• [WHAT IS REQUIRED] Carry on the article below about the projection of Cheng Ran's video "Joss" at the Palais de Tokyo, starting after its final sentence.

• [SOURCE TEXT]
+++++

Special Project by Chen Ran on Display at Palais de Tokyo

TEXT:Sue Wang    DATE: 2014.10.24

CHENG Ran and ITEM IDEM, Joss, 2013, Single channel video, 6' 02''

CHENG Ran and ITEM IDEM, Joss, 2013, Single channel video, 6' 02''

Since his first video work, Light Source (2005), in which the grainy image of a door is split by a beam of light radiating through its slow opening, Cheng Ran has restlessly plumbed the physicality of the moving image, ranging from the cellphone camera to Super 8 to HD. In a pair of recent video works, an erotic spam mail Cheng Ran had received serves as a ruse. From October 19th through 25th, Cheng Ran presents new work "Joss", which is projected on the Palais de Tokyo's fa?ade. The video was made in collaboration with item idem (French artist and designer Cyril Duval). The project inaugurated "Inside", Palais de Tokyo's new exhibition season and in conjunction with "Inside China—L'Intérieur du Géant", an exhibition dedicated to the emerging art scenes in China and France.

Joss, installation view, Palais de Tokyo, 2014

Joss, installation view, Palais de Tokyo, 2014

"Joss" refers to papier-maché offerings burnt in veneration to the spirits of the deceased in Chinese culture. This tradition in the contemporary context reflects the consumerism of quotidian life. In the video, these possessions for the afterlife offer a dizzying parade of consumer culture: from luxury fashion to electronic gadgets, fast food to pop cultural icons. Exploding these paper objects with fire-crackers and set in slow-motion, the artists plumb the physicality of the moving image, referencing the explosion sequence in Michelangelo Antonioni's film "Zabriskie Point" and the investigation of time and momentum in Swiss artists Fischli and Weiss's film "Der Lauf der Dinge" (The Way Things Go). Through the ambivalent meanings of celebration and destruction, between exuberance and exhaustion, it takes the pulse of our contemporary desires. "Joss" is projected on the Palais de Tokyo's fa?ade between October 19th and 25th, from 7pm till midnight.

+++++

• [Dataset records on object locations]
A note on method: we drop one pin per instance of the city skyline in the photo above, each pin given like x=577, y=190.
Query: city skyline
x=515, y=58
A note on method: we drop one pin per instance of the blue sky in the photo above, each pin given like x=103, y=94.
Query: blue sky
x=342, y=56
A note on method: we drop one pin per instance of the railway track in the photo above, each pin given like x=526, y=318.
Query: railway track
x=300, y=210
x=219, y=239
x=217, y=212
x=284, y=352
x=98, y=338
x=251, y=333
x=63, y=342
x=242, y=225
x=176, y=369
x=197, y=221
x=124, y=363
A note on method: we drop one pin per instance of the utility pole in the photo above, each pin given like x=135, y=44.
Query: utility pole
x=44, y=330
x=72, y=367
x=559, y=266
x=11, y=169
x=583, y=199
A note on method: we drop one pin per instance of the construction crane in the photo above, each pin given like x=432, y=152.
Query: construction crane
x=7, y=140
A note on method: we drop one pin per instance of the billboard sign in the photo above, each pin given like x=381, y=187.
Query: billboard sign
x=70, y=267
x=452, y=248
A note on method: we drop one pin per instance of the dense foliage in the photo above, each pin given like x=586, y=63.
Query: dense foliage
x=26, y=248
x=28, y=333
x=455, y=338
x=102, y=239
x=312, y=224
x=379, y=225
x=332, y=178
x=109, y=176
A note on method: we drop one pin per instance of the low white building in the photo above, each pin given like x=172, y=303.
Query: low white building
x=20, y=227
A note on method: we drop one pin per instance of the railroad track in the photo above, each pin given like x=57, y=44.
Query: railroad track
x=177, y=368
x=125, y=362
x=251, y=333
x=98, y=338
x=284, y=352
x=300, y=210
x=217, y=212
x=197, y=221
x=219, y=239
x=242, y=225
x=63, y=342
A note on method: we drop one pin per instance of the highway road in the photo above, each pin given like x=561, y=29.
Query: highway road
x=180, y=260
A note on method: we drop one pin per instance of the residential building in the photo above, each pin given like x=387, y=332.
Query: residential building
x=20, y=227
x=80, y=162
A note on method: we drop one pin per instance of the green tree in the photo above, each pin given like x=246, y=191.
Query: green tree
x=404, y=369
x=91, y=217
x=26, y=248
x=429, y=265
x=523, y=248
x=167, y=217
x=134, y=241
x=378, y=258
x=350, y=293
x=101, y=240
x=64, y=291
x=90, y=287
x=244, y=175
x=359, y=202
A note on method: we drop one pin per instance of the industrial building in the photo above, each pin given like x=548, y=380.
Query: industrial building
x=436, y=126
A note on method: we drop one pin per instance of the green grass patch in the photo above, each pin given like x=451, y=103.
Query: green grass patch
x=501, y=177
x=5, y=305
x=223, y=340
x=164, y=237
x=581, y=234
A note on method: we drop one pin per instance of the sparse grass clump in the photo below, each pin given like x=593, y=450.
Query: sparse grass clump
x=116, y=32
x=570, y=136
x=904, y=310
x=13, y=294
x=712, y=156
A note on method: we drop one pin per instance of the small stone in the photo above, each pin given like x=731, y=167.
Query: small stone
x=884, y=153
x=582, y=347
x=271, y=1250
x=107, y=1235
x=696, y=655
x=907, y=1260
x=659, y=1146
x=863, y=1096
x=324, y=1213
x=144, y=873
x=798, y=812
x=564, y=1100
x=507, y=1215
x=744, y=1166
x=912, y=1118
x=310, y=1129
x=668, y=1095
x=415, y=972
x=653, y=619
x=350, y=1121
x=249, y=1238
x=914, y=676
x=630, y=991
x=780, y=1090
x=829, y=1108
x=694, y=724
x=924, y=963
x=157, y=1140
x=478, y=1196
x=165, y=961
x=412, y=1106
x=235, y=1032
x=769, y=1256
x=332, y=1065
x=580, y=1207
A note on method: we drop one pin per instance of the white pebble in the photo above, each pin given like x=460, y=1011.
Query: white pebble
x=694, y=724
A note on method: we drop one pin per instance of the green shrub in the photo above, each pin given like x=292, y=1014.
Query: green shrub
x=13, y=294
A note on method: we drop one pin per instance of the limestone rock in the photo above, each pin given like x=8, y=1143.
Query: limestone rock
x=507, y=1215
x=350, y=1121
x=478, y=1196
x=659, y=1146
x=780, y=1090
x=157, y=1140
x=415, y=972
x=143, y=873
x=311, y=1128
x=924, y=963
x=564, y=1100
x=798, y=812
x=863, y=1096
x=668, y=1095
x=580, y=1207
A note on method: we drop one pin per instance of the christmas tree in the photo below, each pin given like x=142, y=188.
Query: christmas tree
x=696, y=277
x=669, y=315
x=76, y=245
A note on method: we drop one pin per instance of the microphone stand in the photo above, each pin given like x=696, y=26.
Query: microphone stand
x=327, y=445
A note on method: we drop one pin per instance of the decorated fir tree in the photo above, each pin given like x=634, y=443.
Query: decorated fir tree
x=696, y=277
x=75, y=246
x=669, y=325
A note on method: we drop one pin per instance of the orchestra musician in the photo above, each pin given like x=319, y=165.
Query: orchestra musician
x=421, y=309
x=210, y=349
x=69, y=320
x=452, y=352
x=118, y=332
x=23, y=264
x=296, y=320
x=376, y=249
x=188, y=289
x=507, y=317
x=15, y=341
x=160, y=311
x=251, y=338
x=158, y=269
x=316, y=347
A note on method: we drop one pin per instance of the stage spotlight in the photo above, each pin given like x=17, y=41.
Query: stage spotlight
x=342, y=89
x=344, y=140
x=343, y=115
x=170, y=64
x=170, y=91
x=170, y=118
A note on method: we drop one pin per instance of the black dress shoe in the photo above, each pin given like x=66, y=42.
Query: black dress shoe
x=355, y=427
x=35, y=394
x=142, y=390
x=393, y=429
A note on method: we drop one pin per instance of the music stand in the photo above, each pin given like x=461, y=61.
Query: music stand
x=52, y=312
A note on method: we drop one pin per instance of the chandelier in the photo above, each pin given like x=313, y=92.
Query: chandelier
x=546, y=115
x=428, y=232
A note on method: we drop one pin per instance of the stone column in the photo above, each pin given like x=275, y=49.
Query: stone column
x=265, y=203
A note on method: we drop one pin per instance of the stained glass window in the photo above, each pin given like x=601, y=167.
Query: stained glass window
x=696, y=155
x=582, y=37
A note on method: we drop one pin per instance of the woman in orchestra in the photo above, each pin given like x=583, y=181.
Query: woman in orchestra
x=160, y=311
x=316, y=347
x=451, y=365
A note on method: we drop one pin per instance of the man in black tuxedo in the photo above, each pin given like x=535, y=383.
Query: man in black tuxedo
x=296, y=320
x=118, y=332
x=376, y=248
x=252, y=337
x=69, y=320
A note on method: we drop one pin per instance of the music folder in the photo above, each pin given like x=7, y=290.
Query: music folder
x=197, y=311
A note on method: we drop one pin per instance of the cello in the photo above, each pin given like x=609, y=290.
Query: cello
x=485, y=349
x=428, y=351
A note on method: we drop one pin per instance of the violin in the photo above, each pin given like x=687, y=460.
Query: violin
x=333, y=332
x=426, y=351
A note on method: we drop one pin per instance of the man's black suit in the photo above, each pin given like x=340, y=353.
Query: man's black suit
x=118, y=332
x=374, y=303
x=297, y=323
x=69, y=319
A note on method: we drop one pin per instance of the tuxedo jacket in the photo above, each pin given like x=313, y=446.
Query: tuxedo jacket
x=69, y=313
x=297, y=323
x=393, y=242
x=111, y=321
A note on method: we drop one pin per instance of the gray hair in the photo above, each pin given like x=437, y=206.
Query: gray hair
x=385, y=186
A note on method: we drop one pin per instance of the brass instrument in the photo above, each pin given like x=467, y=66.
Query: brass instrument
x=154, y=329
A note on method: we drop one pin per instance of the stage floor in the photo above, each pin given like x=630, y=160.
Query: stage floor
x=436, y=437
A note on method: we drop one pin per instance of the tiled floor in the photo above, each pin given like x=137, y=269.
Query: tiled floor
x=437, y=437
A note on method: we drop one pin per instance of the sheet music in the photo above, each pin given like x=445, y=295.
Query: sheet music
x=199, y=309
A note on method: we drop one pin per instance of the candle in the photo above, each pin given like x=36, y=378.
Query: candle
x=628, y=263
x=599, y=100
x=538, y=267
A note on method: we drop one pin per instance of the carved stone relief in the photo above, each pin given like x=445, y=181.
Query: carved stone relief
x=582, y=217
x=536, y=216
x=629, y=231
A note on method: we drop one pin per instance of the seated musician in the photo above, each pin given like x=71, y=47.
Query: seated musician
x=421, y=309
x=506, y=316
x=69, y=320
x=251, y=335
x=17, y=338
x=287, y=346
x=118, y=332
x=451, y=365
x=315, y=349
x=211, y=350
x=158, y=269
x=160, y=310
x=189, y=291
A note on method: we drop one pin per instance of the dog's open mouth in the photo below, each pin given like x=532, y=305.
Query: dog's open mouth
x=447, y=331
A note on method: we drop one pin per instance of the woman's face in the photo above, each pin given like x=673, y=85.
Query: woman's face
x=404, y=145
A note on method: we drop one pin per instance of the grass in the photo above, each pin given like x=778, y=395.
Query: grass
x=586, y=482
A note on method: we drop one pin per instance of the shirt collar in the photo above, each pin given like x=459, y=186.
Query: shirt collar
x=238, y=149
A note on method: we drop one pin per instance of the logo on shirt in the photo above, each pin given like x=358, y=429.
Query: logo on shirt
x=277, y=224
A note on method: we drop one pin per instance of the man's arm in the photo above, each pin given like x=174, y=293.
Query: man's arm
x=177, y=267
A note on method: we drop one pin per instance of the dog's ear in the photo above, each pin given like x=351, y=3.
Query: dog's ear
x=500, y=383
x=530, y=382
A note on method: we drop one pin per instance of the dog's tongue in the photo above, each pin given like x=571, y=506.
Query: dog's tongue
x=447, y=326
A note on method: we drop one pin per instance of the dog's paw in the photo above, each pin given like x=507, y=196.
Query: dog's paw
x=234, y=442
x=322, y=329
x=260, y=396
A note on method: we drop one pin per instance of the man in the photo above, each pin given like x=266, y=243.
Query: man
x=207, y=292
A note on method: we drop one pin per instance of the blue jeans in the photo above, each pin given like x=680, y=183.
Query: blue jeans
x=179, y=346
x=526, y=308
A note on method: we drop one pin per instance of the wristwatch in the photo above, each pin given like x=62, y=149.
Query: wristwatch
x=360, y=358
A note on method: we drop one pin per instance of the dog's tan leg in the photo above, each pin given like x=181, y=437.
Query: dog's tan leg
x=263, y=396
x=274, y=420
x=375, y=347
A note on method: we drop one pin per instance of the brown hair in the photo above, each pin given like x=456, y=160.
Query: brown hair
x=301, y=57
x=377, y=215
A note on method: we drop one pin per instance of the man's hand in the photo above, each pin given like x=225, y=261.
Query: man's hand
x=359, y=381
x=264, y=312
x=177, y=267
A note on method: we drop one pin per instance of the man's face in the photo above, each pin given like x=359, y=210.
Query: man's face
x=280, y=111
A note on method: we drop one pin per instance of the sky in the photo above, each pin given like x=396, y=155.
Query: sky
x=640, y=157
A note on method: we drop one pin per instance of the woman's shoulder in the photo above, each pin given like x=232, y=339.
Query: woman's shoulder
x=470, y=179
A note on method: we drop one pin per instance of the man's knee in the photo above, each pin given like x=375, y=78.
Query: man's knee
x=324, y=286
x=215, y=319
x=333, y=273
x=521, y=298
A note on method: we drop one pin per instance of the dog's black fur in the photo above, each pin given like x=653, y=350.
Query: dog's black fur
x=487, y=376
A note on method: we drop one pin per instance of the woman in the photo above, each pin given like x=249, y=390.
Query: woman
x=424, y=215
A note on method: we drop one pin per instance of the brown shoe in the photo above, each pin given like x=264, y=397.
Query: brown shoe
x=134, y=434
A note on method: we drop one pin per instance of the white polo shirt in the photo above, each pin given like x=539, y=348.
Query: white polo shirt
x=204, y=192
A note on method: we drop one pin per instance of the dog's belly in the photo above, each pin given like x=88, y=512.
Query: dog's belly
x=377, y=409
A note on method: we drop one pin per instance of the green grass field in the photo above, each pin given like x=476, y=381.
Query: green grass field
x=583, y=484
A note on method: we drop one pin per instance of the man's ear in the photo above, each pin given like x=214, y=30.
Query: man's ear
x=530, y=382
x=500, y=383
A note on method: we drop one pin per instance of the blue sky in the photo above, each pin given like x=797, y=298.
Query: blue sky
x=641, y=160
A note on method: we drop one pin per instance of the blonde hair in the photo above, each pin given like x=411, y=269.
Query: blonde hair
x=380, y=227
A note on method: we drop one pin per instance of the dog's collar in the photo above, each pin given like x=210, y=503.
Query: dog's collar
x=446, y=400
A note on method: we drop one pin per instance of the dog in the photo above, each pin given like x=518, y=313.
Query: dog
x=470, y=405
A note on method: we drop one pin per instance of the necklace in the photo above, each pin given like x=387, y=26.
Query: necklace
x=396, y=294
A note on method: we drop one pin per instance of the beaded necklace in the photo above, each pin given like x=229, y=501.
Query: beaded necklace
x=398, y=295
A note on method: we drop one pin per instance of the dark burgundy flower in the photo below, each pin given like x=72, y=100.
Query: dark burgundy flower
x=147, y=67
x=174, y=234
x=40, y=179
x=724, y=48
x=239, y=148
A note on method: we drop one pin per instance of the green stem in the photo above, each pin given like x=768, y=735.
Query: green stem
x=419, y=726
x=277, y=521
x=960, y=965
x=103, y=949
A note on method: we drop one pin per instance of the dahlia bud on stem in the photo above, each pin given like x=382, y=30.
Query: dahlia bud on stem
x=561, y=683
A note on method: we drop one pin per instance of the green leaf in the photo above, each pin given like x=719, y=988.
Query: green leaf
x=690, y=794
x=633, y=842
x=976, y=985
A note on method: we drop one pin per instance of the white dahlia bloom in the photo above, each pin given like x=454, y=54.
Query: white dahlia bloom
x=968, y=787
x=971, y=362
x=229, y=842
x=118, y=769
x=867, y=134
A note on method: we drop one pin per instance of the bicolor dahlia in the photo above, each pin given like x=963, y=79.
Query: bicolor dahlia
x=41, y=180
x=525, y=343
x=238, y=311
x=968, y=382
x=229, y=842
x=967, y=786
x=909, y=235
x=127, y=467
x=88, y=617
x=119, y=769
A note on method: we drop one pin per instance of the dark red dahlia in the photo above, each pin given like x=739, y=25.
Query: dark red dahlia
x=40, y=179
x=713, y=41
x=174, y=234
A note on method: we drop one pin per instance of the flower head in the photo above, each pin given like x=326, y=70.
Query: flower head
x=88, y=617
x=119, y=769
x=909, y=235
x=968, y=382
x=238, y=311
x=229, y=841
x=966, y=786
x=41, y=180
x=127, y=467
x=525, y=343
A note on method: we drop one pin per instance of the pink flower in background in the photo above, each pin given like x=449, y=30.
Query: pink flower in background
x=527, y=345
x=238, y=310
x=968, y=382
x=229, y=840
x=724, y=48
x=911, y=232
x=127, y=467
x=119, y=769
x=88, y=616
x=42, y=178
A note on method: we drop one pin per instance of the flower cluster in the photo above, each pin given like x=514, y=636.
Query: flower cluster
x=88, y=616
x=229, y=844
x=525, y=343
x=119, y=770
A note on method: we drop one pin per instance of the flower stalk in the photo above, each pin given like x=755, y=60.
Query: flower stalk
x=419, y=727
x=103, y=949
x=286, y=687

+++++

• [ANSWER FOR THIS EXERCISE]
Always I Trust (A re-arranged live performance), installation view, Palais de Tokyo, 2014

Always I Trust (A re-arranged live performance), installation view, Palais de Tokyo, 2014

Also on view is an ambitious work "Always I Trust (A re-arranged live performance)" that involves video installation and live musical performance. The 7-channel video installation comprises two recent videos shown together for the first time; "Simply Wild", shot in Super 8 in Amsterdam and "Always I Trust", shot in HD in Shanghai, and starring the Chinese film star Carina Lau Kar-Ling. Nostalgia for the past and the future drives the elliptical turns in the artist's images. In "Simply Wild", a spam email the artist has received is a solicitation of fabricated desire. Misspellings and awkward phrasings vibrate with flickering images in a split screen. In "Always I Trust", that desire is projected against a futuristic city unraveled by a hyperreal dystopia. Cheng Ran has invited four musicians—namely, Li Jianhong, Li Qing, Wei Wei, Wang Ziheng—from China's noise, improv and psychedelic underground scenes to score the installation. The live performance with four Chinese musicians was premiered in Palais de Tokyo on October 19th, and is touring to a few more venues in Europe. "Always I Trust (A re-arranged live performance)" is on view in Orbe New York of Palais de Tokyo throughout the current FIAC week.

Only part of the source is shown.